--- START ---

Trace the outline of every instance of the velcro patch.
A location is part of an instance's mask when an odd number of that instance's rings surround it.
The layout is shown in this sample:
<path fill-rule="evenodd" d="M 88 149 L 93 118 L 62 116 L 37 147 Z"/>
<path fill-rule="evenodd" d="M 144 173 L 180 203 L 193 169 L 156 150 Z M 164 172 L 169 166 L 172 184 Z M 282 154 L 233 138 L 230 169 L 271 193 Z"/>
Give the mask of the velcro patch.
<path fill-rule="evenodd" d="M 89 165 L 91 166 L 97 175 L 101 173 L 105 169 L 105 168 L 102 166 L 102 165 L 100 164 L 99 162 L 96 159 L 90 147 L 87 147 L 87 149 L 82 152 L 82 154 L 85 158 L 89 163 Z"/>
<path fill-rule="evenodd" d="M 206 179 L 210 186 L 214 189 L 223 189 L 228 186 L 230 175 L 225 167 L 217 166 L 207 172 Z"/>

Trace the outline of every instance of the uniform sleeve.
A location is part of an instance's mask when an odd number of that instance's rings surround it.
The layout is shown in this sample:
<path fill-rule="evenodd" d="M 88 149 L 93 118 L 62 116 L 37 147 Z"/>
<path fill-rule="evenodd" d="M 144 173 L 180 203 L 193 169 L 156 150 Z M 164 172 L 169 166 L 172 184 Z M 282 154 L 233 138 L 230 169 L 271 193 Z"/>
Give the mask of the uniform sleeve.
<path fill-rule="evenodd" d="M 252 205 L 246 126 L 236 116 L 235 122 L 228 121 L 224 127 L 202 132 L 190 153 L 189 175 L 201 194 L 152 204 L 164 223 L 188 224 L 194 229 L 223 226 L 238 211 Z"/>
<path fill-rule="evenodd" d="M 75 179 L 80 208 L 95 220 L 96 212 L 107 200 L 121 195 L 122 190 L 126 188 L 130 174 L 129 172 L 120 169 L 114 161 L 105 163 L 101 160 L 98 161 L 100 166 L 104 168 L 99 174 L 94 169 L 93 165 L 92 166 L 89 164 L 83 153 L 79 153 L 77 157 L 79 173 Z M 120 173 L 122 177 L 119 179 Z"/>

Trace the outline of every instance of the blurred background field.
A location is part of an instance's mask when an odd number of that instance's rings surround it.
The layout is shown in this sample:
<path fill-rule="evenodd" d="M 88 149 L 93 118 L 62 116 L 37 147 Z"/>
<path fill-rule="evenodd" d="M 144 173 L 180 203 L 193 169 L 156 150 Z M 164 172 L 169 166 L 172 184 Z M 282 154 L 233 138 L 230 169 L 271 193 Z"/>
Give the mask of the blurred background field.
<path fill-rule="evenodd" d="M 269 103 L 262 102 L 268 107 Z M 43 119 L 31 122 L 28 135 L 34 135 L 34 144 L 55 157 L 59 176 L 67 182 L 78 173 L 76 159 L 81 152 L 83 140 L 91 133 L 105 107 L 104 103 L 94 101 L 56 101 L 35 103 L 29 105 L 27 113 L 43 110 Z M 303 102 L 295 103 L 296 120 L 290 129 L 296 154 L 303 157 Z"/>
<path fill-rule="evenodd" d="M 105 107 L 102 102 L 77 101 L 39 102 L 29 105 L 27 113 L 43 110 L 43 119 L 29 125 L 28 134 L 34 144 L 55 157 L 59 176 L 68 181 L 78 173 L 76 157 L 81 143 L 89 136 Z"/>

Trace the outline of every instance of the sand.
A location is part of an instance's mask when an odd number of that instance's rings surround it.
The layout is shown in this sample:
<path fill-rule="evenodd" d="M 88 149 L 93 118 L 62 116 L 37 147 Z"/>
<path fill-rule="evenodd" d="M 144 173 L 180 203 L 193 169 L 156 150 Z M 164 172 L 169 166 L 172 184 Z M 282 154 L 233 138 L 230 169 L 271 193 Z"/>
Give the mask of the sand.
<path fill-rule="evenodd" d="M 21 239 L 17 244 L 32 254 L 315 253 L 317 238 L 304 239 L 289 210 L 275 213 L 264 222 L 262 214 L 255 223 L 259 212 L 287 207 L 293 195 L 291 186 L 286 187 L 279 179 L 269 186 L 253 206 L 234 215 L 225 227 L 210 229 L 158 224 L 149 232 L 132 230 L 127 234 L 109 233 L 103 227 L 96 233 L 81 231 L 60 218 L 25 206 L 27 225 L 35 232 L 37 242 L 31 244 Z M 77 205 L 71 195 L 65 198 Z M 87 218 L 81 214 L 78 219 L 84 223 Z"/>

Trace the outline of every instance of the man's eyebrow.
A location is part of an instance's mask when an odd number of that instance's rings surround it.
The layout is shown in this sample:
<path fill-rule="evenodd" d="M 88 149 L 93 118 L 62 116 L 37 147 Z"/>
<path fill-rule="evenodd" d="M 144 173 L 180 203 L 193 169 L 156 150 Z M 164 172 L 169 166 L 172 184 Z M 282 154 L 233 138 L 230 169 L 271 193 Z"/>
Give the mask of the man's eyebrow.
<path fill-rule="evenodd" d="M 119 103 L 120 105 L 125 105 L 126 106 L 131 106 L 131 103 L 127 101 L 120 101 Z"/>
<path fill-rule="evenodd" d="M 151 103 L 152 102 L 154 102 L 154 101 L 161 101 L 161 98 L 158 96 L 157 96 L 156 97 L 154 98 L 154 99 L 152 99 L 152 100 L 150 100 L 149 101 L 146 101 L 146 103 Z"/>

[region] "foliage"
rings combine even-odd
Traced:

--- END ---

◆ **DIRECTION**
Render the data above as a numbered list, one line per item, leaving out the blank lines.

◆ **RESULT**
1. Trace the outline of every instance of the velcro patch.
2. A location is part of an instance's mask when an odd number of that instance's rings surround it.
3. The layout is shown in this sample:
4. <path fill-rule="evenodd" d="M 88 149 L 93 118 L 62 116 L 37 147 Z"/>
5. <path fill-rule="evenodd" d="M 144 173 L 180 203 L 193 169 L 156 150 Z M 164 172 L 169 166 L 172 184 Z M 282 154 L 233 138 L 230 169 L 271 193 Z"/>
6. Give the mask of the velcro patch.
7. <path fill-rule="evenodd" d="M 89 165 L 91 166 L 97 175 L 101 173 L 105 169 L 105 168 L 102 166 L 102 165 L 100 164 L 99 162 L 96 159 L 90 147 L 87 147 L 87 149 L 82 152 L 82 154 L 85 158 L 89 163 Z"/>
8. <path fill-rule="evenodd" d="M 206 179 L 210 186 L 214 189 L 223 189 L 228 186 L 230 175 L 225 167 L 217 166 L 207 172 Z"/>
9. Trace the outline of every instance of the uniform sleeve.
10. A location is part of an instance's mask when an odd number of that instance's rings surround it.
11. The layout is shown in this sample:
12. <path fill-rule="evenodd" d="M 88 149 L 93 118 L 62 116 L 37 147 Z"/>
13. <path fill-rule="evenodd" d="M 144 173 L 180 203 L 193 169 L 156 150 Z M 164 172 L 169 166 L 172 184 Z M 282 154 L 233 138 L 230 169 L 271 193 Z"/>
14. Give the mask of the uniform sleeve.
15. <path fill-rule="evenodd" d="M 252 205 L 246 126 L 236 116 L 235 122 L 228 121 L 224 127 L 202 132 L 190 153 L 189 175 L 201 194 L 152 204 L 164 223 L 188 224 L 194 229 L 223 226 L 238 211 Z"/>
16. <path fill-rule="evenodd" d="M 75 179 L 80 208 L 95 220 L 96 212 L 107 200 L 121 195 L 122 190 L 126 188 L 130 174 L 129 172 L 120 169 L 114 161 L 105 163 L 101 160 L 98 161 L 100 166 L 104 168 L 99 174 L 94 169 L 93 165 L 92 166 L 89 164 L 83 153 L 79 153 L 77 157 L 79 173 Z M 120 173 L 122 177 L 119 179 Z"/>
17. Trace the outline of every instance of the blurred background field.
18. A location is part of an instance's mask when an odd number of that instance's rings surround it.
19. The layout is shown in this sample:
20. <path fill-rule="evenodd" d="M 88 149 L 93 118 L 62 116 L 37 147 Z"/>
21. <path fill-rule="evenodd" d="M 144 173 L 180 203 L 193 169 L 156 150 Z M 164 172 L 169 166 L 172 184 Z M 282 154 L 233 138 L 230 169 L 271 193 Z"/>
22. Give the mask of the blurred background field.
23. <path fill-rule="evenodd" d="M 269 103 L 262 102 L 268 107 Z M 43 119 L 31 122 L 28 135 L 34 135 L 34 144 L 55 157 L 59 176 L 67 182 L 78 173 L 76 159 L 81 152 L 83 140 L 91 133 L 105 107 L 104 103 L 94 101 L 56 101 L 35 103 L 29 105 L 27 113 L 43 110 Z M 303 102 L 295 103 L 296 120 L 290 129 L 296 154 L 303 157 Z"/>
24. <path fill-rule="evenodd" d="M 105 107 L 102 102 L 77 101 L 39 102 L 29 105 L 27 113 L 43 110 L 43 119 L 29 125 L 28 134 L 34 144 L 55 157 L 59 176 L 68 181 L 78 173 L 76 157 L 81 143 L 89 136 Z"/>
25. Trace the outline of every instance of the sand.
26. A location is part of an instance's mask when an odd number of that instance's rings surround it.
27. The layout is shown in this sample:
28. <path fill-rule="evenodd" d="M 88 149 L 93 118 L 62 116 L 37 147 Z"/>
29. <path fill-rule="evenodd" d="M 144 173 L 180 203 L 193 169 L 156 150 Z M 164 172 L 169 166 L 172 184 Z M 282 154 L 233 138 L 230 169 L 271 193 Z"/>
30. Give the mask of the sand.
31. <path fill-rule="evenodd" d="M 21 239 L 17 244 L 32 254 L 315 253 L 317 238 L 304 239 L 289 210 L 275 213 L 264 222 L 262 214 L 255 223 L 259 212 L 287 207 L 293 195 L 291 186 L 286 187 L 279 179 L 269 186 L 253 206 L 234 215 L 225 227 L 210 229 L 158 224 L 149 232 L 132 230 L 127 234 L 109 233 L 103 227 L 96 233 L 81 231 L 60 218 L 25 206 L 27 225 L 35 232 L 37 242 L 31 244 Z M 77 205 L 71 195 L 65 198 Z M 87 218 L 81 214 L 78 219 L 84 223 Z"/>
32. Trace the outline of every instance of the man's eyebrow.
33. A location is part of an instance's mask when an odd number of that instance's rings surround it.
34. The layout is shown in this sample:
35. <path fill-rule="evenodd" d="M 88 149 L 93 118 L 62 116 L 37 147 Z"/>
36. <path fill-rule="evenodd" d="M 144 173 L 180 203 L 193 169 L 156 150 Z M 164 172 L 169 166 L 172 184 Z M 282 154 L 233 138 L 230 169 L 271 193 Z"/>
37. Give the mask of the man's eyebrow.
38. <path fill-rule="evenodd" d="M 119 103 L 120 105 L 125 105 L 126 106 L 131 106 L 131 103 L 127 101 L 120 101 Z"/>
39. <path fill-rule="evenodd" d="M 151 103 L 152 102 L 154 102 L 154 101 L 161 101 L 161 98 L 158 96 L 157 96 L 156 97 L 154 98 L 154 99 L 152 99 L 152 100 L 150 100 L 149 101 L 146 101 L 146 103 Z"/>
40. [region] "foliage"
41. rings combine even-odd
42. Traced:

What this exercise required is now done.